_ÉNONCÉ 1_. Relevez toutes les personnes désignées par leur nom dans l'article consacré à Robert Ménard.

::: EXTRAIT CITÉ

Opus Dei : l’intrigant ami de Robert Ménard
Rue 89 Olivier Pechter (5 juillet 2013)
Robert Ménard au Local de Serge Ayoub. Robert Ménard président d’un comité de soutien « identitaire ». Robert Ménard en campagne pour la mairie de Béziers avec le soutien du FN...
Si on pensait tout savoir des accointances extrémistes du journaliste sans frontières politiques, son passage de la FA (Fédération anarchiste) au FN (Front national) en l’espace de quelques décennies demeurait un certain mystère.
On le savait travaillé par la « mémoire algérienne ». Sa rencontre en
2000 avec Emmanuelle Duverger, une ancienne militante des droits de
l’homme (FIDH), qui deviendra sa femme, fut un tournant. Un nouvel élément de réponse apparaît peut-être aujourd’hui.
Robert Ménard lançait en octobre 2012 le site Boulevard Voltaire aux côtés, officiellement, du journaliste Dominique Jamet, et d’Emmanuelle Duverger.

::::::

_ÉNONCÉ 2_. Comptez les lignes des entrées qui contiennent la chaîne « hair ». Donnez uniquement ce nombre.

::: DONNÉES D'ENTRÉE

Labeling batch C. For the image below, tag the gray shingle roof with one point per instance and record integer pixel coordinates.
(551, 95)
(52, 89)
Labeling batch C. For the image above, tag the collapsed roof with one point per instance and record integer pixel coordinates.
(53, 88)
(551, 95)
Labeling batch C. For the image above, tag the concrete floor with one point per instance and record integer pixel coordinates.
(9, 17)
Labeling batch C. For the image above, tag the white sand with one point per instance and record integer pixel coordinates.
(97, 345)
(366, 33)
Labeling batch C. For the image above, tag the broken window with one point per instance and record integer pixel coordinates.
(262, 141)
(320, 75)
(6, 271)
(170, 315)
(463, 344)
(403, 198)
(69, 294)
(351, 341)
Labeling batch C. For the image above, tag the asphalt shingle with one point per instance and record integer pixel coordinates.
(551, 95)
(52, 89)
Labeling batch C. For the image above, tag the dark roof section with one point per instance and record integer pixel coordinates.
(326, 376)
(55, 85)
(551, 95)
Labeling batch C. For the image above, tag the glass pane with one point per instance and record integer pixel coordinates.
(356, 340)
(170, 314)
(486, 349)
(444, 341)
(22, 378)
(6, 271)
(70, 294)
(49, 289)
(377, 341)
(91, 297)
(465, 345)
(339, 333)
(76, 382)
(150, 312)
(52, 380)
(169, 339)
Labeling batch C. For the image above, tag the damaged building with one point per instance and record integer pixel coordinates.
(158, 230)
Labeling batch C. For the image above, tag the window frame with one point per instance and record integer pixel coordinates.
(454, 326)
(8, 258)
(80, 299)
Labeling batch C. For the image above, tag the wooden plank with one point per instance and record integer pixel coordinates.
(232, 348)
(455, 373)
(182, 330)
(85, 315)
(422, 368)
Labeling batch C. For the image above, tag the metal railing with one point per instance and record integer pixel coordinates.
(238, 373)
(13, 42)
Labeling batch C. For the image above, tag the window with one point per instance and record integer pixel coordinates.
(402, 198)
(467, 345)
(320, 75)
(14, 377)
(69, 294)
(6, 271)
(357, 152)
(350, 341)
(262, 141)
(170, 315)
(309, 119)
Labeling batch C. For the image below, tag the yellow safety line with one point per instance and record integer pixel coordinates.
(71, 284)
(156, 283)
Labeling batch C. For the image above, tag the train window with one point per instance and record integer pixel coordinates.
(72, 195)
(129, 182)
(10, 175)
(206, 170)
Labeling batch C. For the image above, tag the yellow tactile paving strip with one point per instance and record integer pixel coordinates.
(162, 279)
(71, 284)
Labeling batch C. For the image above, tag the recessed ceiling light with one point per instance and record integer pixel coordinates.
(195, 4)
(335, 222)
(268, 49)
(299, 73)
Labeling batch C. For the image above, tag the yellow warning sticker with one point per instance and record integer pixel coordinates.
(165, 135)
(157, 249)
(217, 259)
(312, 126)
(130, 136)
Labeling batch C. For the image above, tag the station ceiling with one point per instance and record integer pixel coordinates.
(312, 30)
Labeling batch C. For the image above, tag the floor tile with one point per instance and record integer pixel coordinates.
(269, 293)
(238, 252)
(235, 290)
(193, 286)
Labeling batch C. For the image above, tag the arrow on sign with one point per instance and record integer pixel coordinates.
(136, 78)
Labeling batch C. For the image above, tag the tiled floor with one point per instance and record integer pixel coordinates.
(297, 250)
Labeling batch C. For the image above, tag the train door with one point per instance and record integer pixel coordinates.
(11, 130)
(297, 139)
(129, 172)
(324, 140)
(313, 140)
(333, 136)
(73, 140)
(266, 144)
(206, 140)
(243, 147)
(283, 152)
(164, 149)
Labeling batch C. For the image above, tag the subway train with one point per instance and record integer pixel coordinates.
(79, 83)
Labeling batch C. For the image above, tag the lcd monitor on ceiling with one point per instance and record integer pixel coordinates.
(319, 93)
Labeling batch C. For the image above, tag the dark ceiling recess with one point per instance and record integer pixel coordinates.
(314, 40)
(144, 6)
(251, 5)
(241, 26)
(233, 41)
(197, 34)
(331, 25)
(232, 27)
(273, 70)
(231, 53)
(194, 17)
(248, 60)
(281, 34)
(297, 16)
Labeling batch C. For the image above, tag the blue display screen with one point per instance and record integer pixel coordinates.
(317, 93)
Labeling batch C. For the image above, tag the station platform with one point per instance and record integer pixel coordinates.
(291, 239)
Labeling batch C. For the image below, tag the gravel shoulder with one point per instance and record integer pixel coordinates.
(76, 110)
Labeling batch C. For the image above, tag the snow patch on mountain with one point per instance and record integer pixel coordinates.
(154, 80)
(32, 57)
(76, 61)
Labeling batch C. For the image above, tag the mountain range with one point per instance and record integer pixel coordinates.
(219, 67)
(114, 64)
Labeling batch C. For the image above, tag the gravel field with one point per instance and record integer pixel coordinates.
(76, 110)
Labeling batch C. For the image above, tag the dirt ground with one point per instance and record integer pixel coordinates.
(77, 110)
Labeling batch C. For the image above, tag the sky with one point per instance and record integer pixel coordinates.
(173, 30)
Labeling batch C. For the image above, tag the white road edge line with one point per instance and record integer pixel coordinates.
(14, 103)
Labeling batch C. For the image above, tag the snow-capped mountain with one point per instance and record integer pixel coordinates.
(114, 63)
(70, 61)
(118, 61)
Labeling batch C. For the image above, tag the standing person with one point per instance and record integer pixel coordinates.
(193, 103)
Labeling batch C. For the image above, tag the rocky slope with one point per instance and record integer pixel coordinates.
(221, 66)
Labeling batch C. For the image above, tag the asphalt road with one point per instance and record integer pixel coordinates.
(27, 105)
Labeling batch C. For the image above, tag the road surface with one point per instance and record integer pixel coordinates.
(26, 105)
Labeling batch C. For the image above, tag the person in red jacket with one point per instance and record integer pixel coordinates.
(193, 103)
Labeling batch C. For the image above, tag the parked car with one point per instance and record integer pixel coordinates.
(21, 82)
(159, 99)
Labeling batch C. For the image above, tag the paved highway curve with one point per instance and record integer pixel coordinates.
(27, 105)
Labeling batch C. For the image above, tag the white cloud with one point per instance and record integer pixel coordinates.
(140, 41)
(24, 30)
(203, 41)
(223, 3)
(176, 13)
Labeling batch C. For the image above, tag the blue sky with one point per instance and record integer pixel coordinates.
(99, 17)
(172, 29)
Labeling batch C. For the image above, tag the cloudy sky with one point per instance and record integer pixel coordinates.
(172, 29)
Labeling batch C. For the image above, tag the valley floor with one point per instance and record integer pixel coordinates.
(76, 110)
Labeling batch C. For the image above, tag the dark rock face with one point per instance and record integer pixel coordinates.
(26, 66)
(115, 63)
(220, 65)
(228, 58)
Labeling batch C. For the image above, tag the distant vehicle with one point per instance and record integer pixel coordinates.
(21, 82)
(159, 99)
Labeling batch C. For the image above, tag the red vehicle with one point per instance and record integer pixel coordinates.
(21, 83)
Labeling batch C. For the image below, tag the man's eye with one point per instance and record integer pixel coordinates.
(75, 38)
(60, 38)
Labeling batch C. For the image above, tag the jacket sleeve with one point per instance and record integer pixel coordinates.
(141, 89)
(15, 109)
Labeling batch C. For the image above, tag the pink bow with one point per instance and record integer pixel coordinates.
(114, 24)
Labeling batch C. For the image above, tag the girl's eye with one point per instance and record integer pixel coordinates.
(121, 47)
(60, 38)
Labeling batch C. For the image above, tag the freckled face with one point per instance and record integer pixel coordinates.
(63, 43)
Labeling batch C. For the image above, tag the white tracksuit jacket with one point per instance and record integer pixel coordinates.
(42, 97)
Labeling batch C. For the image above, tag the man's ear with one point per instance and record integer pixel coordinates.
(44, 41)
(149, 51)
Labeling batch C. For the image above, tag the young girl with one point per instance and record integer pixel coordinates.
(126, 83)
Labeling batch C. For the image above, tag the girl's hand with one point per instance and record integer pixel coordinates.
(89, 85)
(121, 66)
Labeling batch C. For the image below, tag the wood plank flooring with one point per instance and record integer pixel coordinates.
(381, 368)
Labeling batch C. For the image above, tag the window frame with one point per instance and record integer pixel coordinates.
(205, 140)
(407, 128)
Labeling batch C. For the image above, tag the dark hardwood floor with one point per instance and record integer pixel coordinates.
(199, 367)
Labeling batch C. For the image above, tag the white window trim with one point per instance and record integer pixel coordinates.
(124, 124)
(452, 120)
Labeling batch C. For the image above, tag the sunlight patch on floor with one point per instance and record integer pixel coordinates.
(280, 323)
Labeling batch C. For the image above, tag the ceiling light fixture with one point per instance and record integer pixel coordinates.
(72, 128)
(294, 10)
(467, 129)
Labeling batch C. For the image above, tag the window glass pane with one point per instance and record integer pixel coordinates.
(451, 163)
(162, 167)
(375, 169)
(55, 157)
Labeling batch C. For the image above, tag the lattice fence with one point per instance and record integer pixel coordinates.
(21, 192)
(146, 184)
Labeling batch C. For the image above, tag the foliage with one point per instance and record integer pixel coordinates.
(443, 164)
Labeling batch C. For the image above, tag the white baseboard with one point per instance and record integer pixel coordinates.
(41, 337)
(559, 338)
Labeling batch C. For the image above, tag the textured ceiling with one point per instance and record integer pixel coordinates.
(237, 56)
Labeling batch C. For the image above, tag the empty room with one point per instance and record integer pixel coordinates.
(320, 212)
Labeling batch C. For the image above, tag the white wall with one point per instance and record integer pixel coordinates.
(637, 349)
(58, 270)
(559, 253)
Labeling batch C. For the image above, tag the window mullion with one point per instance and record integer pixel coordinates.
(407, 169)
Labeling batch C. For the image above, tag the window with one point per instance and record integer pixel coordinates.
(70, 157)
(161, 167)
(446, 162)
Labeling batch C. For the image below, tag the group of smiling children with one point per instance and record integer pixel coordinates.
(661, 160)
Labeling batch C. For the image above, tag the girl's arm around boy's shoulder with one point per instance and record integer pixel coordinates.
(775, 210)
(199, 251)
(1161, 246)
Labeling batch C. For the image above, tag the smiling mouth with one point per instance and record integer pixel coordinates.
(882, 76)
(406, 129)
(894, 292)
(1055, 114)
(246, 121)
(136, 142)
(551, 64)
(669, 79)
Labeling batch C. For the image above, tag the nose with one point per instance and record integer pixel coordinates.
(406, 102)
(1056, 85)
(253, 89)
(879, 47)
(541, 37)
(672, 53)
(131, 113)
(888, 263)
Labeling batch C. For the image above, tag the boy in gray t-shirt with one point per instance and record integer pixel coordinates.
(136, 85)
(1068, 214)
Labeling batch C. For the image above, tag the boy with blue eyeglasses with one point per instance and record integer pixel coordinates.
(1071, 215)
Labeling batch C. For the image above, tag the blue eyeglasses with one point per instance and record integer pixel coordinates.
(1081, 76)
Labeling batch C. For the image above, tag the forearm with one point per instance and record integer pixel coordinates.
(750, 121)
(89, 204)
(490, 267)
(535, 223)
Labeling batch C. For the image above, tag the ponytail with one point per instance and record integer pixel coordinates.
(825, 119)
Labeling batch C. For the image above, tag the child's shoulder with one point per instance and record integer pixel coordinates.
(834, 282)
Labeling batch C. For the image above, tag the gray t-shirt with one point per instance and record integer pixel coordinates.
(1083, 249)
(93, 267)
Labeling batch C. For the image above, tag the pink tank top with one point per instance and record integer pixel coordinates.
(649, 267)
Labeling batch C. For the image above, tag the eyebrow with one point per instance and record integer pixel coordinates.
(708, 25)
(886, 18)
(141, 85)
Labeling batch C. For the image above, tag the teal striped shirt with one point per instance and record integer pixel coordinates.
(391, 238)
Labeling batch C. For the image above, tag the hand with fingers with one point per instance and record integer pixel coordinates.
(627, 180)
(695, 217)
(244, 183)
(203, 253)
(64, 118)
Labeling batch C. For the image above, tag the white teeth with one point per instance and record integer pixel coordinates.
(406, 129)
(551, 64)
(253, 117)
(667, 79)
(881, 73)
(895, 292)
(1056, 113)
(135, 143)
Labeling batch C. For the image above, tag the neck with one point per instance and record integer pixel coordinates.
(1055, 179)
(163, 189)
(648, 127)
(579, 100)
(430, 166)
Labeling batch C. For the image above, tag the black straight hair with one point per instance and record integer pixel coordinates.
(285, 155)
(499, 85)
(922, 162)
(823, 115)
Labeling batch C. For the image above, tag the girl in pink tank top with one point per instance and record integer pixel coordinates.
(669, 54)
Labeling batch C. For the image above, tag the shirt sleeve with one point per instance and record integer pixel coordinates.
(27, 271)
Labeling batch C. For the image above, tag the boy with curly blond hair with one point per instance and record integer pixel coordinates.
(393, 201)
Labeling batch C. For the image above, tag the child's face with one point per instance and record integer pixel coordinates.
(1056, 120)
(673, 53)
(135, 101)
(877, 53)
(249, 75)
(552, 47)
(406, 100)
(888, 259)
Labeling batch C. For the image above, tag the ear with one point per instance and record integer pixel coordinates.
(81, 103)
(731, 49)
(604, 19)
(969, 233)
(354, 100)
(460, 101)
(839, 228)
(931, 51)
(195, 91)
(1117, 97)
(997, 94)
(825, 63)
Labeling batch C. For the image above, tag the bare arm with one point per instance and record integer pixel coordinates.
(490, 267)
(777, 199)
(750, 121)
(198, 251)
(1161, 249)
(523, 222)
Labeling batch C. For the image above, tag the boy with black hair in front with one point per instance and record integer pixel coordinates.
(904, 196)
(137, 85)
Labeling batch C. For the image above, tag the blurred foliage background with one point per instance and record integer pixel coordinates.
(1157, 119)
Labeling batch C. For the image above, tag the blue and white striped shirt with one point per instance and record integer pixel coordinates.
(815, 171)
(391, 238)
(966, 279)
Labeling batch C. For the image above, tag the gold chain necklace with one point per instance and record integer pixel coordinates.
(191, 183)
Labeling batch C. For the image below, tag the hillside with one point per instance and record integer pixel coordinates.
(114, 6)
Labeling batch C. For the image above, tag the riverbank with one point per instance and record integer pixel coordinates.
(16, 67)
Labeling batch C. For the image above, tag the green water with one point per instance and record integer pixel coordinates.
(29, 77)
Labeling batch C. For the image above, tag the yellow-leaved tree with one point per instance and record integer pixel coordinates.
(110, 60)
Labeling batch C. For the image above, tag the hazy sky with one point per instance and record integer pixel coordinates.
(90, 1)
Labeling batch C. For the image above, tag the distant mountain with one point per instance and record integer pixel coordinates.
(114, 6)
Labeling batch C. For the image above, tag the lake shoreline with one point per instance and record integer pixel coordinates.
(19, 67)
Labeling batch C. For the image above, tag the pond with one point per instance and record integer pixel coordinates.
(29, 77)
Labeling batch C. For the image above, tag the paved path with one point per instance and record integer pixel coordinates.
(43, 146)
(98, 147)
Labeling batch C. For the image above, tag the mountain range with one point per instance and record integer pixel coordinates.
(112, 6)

::::::

_RÉPONSE ATTENDUE 1_. Robert Ménard, Olivier Pechter, Serge Ayoub, Emmanuelle Duverger, Dominique Jamet

_RÉPONSE ATTENDUE 2_. 3